- [WHAT TO WORK ON]:
1/ In the workout thread, what body weight did the poster start at two months earlier?
2/ Return every line in the records that contains the word "task".

Hey guys, I'm new here and I have been working out seriously for about two months. I have been very happy with my progress. I started out two months ago at 124 lbs and I am now 140! YAY! I also have succeed some goals I always wanted, I know Db curls are not what make you strong and stuff but I have always wanted to curl 30 with perfect form and this week I did! Also I got my squat up to 180! Not my max but Im happy.
   Anyway I work out at home because I have no money for a gym! So I don't have a lot of stuff but I'm dedicated and I make due. Funny thing is without enough weights and a lack of a Rack I use my cousin and a backpack with weight for squats!
       I have the weekend off so I will be updating on Monday with Back and Biceps! Have a good weekend everyone!

P.S I'm almost 17


----------



## Quoi (Dec 15, 2008)

Hey guys! Whats up?
Today was back and biceps for me, right at 5:35 am! JOY lol.

going in I wasn't completely motivated but as soon as started I got pumped up.

DB Curls 30x5 35x5 Not the best form 30x6 32x5
DB Rows 52x8 WOW this felt light! 67x6 67x8 Again I need to work on form... 57x8

BB Rows 80x8<<<Light! 110x6 Struggled on the last rep wasn't perfect 110x6 105x8 Then I felt Like I could go more so I did 110x6 rest a few seconds then 3 more

Concentration Curls 32x6 35x5 35x5 30x4<<<Forearm dead....sad...
Pull ups weighted 20lbs x6 20lbs x6 20x5 20x5 plus I held on the last rep for as long as i could
Chin ups 20lbsx6 20x6 20x5 20x5 plus I held for as long as i could on the last rep

Then I was done. I was pretty happy that my back strength went up! But for some reason the Db curls were harder to do then last time? I know I probably need a lot of work on my routine so If anyone has anything to say then please do so, I'm willing and wanting to learn!

By the way Next week is Christmas Break and I'm letting my body rest as right now my forearms feel like the muscle is being pulled and my knees and wrist also are hurting... Otherwise I'm feeling great!

So thnx in advance for anything anyone has to say.
Tomorrow is Chest and Triceps@
Oh yeah I also did 10 min HIIT running when I got home from school.


----------



## RasPlasch (Dec 15, 2008)

You start your workout with DB curls?


----------



## Quoi (Dec 15, 2008)

- [DATASET ENTRIES]:
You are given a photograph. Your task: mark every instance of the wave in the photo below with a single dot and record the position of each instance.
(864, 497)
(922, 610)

...

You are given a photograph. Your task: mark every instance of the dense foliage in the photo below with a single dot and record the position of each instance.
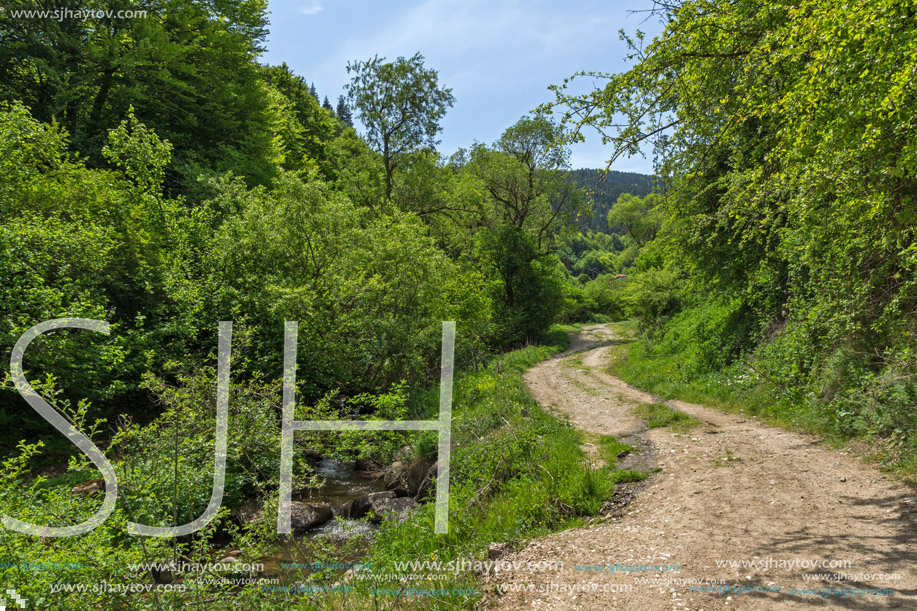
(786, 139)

- [THE ANSWERS]:
1/ 124 lbs

2/
You are given a photograph. Your task: mark every instance of the wave in the photo below with a single dot and record the position of each instance.
You are given a photograph. Your task: mark every instance of the dense foliage in the photo below with a single dot and record the position of each instance.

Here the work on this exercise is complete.